*Request*: Set out the lines from the one containing "Could you locate the white" through the end of the records as a Markdown table with the columns Row and Line, giving each line a row number and leaving out any blank lines.

Collected data

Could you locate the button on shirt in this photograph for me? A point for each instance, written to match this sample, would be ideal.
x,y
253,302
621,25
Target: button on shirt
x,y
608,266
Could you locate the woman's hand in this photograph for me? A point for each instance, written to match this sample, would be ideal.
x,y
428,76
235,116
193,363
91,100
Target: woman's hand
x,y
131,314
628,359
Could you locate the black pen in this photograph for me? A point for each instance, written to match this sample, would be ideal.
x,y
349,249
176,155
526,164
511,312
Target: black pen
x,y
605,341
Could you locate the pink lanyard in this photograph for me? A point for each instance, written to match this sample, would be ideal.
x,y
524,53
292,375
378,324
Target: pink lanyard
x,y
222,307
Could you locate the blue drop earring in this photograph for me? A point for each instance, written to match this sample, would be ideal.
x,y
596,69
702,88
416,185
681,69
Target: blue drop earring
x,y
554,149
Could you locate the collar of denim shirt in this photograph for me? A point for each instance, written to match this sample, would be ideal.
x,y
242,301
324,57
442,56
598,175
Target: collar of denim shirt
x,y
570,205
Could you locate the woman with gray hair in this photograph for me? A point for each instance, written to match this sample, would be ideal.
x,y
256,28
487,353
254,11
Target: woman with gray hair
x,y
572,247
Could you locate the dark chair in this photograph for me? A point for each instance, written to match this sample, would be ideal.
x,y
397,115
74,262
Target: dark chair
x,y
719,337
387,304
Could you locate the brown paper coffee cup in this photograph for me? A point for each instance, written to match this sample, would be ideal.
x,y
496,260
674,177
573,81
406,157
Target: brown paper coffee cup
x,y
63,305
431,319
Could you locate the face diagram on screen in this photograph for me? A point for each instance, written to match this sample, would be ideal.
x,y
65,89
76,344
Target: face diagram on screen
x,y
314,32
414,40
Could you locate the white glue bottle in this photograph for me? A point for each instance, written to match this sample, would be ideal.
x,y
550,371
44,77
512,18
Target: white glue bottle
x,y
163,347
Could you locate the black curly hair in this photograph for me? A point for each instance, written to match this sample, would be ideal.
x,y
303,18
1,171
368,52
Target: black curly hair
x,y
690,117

*Response to this task*:
| Row | Line |
|---|---|
| 1 | Could you locate the white glue bottle in this photograph for me? A point for each instance, written to match this sample, would be ideal. |
| 2 | x,y |
| 3 | 550,371 |
| 4 | 44,77 |
| 5 | 512,18 |
| 6 | Target: white glue bottle |
| 7 | x,y |
| 8 | 163,347 |
| 9 | Could you locate the black curly hair in this photograph for me? A point for each instance, written to match this sample, would be ideal. |
| 10 | x,y |
| 11 | 303,18 |
| 12 | 1,171 |
| 13 | 368,52 |
| 14 | Target: black curly hair |
| 15 | x,y |
| 16 | 690,117 |